-- WORKING DATA follows --
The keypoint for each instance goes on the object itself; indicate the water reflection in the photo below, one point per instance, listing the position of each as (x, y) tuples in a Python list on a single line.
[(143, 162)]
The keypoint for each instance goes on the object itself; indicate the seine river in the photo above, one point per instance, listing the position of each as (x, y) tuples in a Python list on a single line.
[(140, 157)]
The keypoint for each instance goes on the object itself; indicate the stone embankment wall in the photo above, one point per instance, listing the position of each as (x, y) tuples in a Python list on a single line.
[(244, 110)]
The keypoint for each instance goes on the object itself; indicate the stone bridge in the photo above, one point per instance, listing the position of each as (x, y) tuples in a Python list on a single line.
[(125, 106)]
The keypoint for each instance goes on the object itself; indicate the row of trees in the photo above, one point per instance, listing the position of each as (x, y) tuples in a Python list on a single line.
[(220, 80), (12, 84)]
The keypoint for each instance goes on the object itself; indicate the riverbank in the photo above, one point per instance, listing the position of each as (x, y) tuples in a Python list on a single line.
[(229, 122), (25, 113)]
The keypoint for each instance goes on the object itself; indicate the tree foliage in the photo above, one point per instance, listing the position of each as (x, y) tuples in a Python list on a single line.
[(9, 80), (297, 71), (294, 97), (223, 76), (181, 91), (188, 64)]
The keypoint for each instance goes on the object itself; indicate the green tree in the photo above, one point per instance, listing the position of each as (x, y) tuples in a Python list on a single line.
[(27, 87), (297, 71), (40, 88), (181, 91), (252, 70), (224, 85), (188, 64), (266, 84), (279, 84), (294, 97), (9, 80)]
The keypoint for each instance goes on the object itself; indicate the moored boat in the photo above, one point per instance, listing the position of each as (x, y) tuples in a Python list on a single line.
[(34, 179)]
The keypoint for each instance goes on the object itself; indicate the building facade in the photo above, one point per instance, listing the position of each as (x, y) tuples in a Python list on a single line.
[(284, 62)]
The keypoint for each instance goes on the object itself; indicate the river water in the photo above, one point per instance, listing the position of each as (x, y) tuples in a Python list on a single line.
-- WORKING DATA concluded --
[EXERCISE OBJECTIVE] Reproduce the material exactly, and keep every line as it is.

[REPLY TO THE EXERCISE]
The keypoint for each instance goes on the object itself; indicate the water reflection in the photo below, one point per instance, listing the position of each as (x, y) tuples in a Python list on a single line.
[(143, 162)]
The keypoint for each instance goes on the object itself; indicate the seine river in the photo above, one point per instance, listing the position of each as (x, y) tuples in a Python list on a single line.
[(140, 157)]
The keypoint for each instance goes on the object itself; indicate the stone embankment wall in the photo above, one point per instance, listing the position of each as (x, y) tuples in a Python list on a single line.
[(244, 110)]
The keypoint for each instance goes on the object itself; indicate the stone bridge in the photo above, one point per instance, listing the position of each as (x, y) tuples in a Python list on a single line.
[(125, 106)]
The keypoint for each instance goes on the object itself; indicate the row of trees in the photo above, one point per instance, listing the position of each as (x, y) tuples in a Python list on a single line.
[(220, 80), (12, 84)]
The keypoint for each instance goes on the object itself; indicate the riverbank in the photo above, one point per instance, listing the position of each as (x, y) tuples in a Python list on a single line.
[(229, 122), (25, 113)]
The keypoint for each instance goes on the object itself; indicate the tree foliage in the photo above, one point per instance, listing the position of each as (x, y) tuples in a Python list on a single line.
[(9, 80), (297, 71), (294, 97), (223, 76), (181, 91), (188, 64)]
The keypoint for each instance goes on the object itself; indicate the green tree in the photo above, one point per instance, listing the position of each as (x, y) tuples in a Python list on a single line.
[(27, 87), (297, 71), (40, 88), (181, 91), (252, 70), (224, 85), (188, 64), (266, 84), (279, 84), (294, 97), (9, 80)]
The keypoint for each instance goes on the object itself; indicate the moored boat in the photo above, one point per instance, listing the position of each as (x, y) tuples in a Python list on a single line.
[(34, 179)]
The keypoint for each instance goes on the object itself; indicate the building facade in the photo above, one point per instance, listing the position of each as (x, y) tuples in a Python list on a single line.
[(284, 62)]
The keypoint for each instance goes on the object itself; indicate the river water in the photo above, one point per instance, listing the position of each as (x, y) tuples in a Python list on a single line.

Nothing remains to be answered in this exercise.